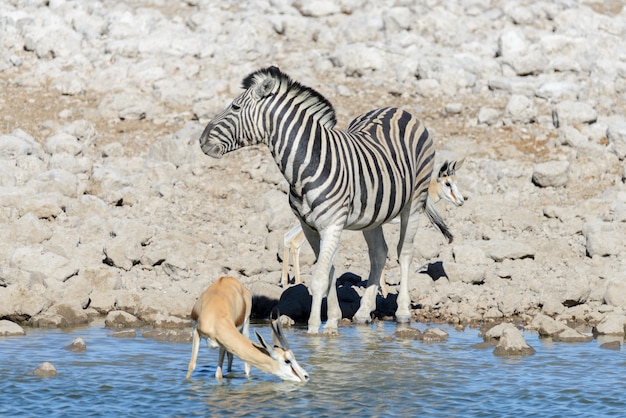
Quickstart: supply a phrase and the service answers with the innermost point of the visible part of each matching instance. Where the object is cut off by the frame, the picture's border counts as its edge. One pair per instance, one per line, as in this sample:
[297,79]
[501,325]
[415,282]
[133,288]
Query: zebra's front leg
[322,283]
[377,248]
[408,229]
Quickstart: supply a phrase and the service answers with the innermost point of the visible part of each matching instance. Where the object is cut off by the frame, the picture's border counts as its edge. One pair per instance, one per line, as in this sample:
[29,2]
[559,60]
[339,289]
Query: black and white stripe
[357,179]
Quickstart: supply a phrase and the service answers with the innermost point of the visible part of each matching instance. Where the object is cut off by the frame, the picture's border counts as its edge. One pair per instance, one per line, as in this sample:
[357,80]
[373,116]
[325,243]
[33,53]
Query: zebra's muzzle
[212,150]
[209,148]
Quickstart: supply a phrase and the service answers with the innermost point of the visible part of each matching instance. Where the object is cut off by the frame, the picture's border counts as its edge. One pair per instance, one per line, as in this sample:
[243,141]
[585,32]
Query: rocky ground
[108,206]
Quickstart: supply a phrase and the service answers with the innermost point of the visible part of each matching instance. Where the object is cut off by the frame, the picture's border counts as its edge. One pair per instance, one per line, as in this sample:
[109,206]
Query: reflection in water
[364,371]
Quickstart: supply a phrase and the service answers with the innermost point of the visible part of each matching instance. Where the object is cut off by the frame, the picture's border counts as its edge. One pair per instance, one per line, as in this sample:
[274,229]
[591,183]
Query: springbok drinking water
[444,186]
[222,316]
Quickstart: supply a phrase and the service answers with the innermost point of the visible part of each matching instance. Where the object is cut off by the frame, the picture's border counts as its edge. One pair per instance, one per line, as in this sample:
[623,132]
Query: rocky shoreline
[108,208]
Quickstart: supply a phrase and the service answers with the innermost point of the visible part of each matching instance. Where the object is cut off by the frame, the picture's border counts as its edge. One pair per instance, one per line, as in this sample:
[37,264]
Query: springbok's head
[284,365]
[242,122]
[445,185]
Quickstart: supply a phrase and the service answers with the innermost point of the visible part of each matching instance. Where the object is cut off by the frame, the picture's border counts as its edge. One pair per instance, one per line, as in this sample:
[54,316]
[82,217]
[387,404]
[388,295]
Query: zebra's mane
[313,97]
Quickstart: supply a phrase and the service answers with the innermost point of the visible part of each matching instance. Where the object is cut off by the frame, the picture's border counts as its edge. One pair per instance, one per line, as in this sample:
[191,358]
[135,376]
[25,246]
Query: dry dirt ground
[36,111]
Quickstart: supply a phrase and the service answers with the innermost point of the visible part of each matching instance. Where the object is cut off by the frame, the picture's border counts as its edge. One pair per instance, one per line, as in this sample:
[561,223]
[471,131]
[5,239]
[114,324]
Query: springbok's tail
[435,219]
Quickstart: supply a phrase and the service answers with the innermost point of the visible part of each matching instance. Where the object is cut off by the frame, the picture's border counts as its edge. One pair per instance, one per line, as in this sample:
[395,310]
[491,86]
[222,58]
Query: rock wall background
[107,203]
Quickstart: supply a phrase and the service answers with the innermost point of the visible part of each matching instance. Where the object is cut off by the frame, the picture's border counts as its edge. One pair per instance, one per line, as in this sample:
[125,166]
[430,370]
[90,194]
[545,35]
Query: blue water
[360,373]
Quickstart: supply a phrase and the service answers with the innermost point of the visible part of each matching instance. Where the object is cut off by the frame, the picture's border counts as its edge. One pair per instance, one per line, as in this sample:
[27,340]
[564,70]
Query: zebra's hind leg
[377,248]
[409,222]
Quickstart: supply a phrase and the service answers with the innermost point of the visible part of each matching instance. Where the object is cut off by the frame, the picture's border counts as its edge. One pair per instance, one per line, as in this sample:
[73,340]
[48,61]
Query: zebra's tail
[436,219]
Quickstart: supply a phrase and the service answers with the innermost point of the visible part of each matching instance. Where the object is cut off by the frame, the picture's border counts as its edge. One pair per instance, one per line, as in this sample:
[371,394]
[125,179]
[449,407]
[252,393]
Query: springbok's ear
[268,347]
[277,334]
[457,164]
[444,169]
[265,87]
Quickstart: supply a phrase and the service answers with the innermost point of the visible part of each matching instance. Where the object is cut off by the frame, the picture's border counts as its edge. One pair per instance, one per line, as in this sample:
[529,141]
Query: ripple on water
[360,373]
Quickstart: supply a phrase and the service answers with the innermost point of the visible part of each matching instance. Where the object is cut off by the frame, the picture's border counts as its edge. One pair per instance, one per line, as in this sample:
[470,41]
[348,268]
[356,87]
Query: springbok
[222,316]
[443,186]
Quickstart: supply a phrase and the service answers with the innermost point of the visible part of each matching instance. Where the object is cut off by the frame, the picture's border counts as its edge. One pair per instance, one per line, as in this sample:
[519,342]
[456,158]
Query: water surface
[360,373]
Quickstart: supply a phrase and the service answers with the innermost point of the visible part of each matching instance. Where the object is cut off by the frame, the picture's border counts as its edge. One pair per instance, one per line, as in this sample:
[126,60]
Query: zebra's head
[242,123]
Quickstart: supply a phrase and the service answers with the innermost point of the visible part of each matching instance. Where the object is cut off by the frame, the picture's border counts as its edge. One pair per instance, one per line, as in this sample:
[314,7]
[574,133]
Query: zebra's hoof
[362,319]
[403,319]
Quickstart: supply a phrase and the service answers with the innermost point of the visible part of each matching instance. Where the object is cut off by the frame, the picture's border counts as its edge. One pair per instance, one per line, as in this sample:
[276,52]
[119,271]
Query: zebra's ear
[265,87]
[457,164]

----

__EXERCISE TASK__. Output the entries above exactly, without their pictures.

__ANSWER TO THIS TASK__.
Quickstart: supply a phrase and the service answers with the innermost point of the visible part of each matching instance. Where the object is cut off by the frame, the picture's border counts as its edge. One pair per instance, one per line, as in this sample:
[297,79]
[501,325]
[415,282]
[133,288]
Query: zebra's front leg
[322,283]
[377,248]
[408,229]
Quickstart: supply a phrase and the service answers with the innermost point of the visible part of each matching instance. Where the object is cut off by the frame, the picture's border counts as its edge. One pair per instance, one per line, as in this sample:
[29,2]
[559,60]
[339,289]
Query: black and white stripe
[357,179]
Quickstart: supply a phrase and the service answers with the innermost point of the visible part of each matching instance. Where the object is cut off by the frame, the picture's border counts as its edge. One pair per instance, one per line, as in this sample:
[357,80]
[373,116]
[325,243]
[33,53]
Query: zebra's muzzle
[212,150]
[209,148]
Quickstart: supply a phrase and the service answers with the innermost point of the visible part of each matching instance. Where the object is cut off by the frame, the picture's border counts as its edge. One pair per instance, one per line, as in this sample:
[243,141]
[585,32]
Query: rocky ground
[108,206]
Quickstart: supply a phrase and the service answers with the innermost point of the visible part of each matching instance. Where the object is cut off by the frame, the picture's border counts as its edge. One pair per instance, one per line, as in this sample:
[109,206]
Query: reflection in water
[364,371]
Quickstart: supply a phrase and the service answers with the innermost point of the visible part of each matching instance. Where the object is cut off by the frame, the picture's border counts as its edge. One pair per instance, one per line, as in this sample:
[274,229]
[591,183]
Query: springbok drinking water
[444,186]
[222,316]
Quickstart: supply a phrase and the service answers with the innermost point of the visible part of each matching instance. Where the object is cut off by the frame, the picture's border counts as its edge. One pair per instance, one per line, as in this sample:
[623,132]
Query: rocky shoreline
[108,208]
Quickstart: supply a phrase and the service answers with the innermost point of the visible part of each matching instance. Where the object is cut off by the frame, the picture's border counts as its edge. One pair per instance, one per line, as in this sample:
[37,264]
Query: springbok's head
[284,365]
[242,122]
[445,185]
Quickstart: supply a phrase and the service answers with the innermost point of the visible part of each matching instance. Where the object is cut off by the frame, the picture's border counts as its edge. One pair per instance, one per line, as in this sample:
[54,316]
[82,217]
[387,404]
[388,295]
Query: zebra's mane
[313,97]
Quickstart: supply a phrase and the service answers with the innermost point of the visible part of each matching instance. Where the object is cut off by the frame, the picture's border counts as its edge. One pair per instance, one per line, as in this sample:
[191,358]
[135,376]
[25,246]
Query: dry dirt ground
[36,111]
Quickstart: supply a phrase and the service answers with the innermost point of the visible part of each matching instance. Where the object is cut off by the frame, the picture's border counts as its edge. One pair per instance, one per line, as in this sample:
[561,223]
[471,131]
[5,239]
[114,324]
Query: springbok's tail
[435,219]
Quickstart: supply a phrase and the service answers with the innermost point of the visible part of each matching instance. Where the object is cut off by the frame, the picture's border counts as its edge. One pair per instance, one per line, as in this sample:
[395,310]
[491,86]
[222,58]
Query: rock wall background
[107,203]
Quickstart: supply a phrase and the service answers with the innermost point of the visible part of each matching instance. Where the object is cut off by the frame, the picture's border counts as its edge. One pair per instance, one per line, as in this sample:
[125,166]
[430,370]
[90,194]
[545,35]
Query: blue water
[360,373]
Quickstart: supply a phrase and the service answers with the innermost point of the visible part of each matching instance. Where the object is cut off by the frame, the picture's border counts as its edge. One pair per instance, one per line, as in this sample:
[27,340]
[564,70]
Query: zebra's hind leg
[377,248]
[409,222]
Quickstart: supply a phrase and the service answers with the innermost point of the visible part of each matching instance. Where the object is cut off by the frame, the picture's border counts as its edge. One pair per instance, one per line, as in this sample:
[73,340]
[48,61]
Query: zebra's tail
[436,219]
Quickstart: supply a phrase and the service answers with the innermost point of the visible part of each matching instance. Where the object is cut off by the frame, the picture's border counts as its edge. One pair per instance, one per line, as in this sample:
[371,394]
[125,179]
[449,407]
[252,393]
Query: springbok's ear
[268,347]
[277,334]
[457,164]
[444,169]
[265,87]
Quickstart: supply a phrase and the service answers with the innermost point of the visible part of each matching instance. Where the object is cut off by the frame, the picture's border counts as its edge. One pair per instance, one per line, as in this sample:
[529,141]
Query: ripple on water
[360,373]
Quickstart: supply a phrase and the service answers with the innermost point of the visible part of each matching instance. Where the object is cut off by the frame, the picture's border counts as its edge. One pair per instance, one per line, as in this sample:
[470,41]
[348,268]
[356,87]
Query: springbok
[222,316]
[443,186]
Quickstart: supply a phrase and the service answers with the innermost point of the visible part of each matching instance. Where the object is cut off by the frame, the picture's border counts as its edge. One pair per instance, one per line, as in this sample:
[519,342]
[456,158]
Query: water surface
[360,373]
Quickstart: supply a phrase and the service answers with the innermost point of the visible part of each matching instance. Where the object is cut off by the frame, the picture's border counts as its edge. One pair per instance, one per line, as in this sample:
[126,60]
Query: zebra's head
[242,123]
Quickstart: supply a phrase and the service answers with the innermost point of the visible part of each matching instance. Where the object is cut off by the frame, the picture's border counts as its edge. One pair per instance, one per line, as in this sample:
[314,7]
[574,133]
Query: zebra's hoof
[362,319]
[403,319]
Quickstart: supply a phrase and the service answers with the innermost point of the visible part of each matching instance. Where the object is cut off by the frame, the picture's border counts as its edge. One pair per instance, one per line, as in this sample:
[276,52]
[119,271]
Query: zebra's ear
[265,87]
[457,164]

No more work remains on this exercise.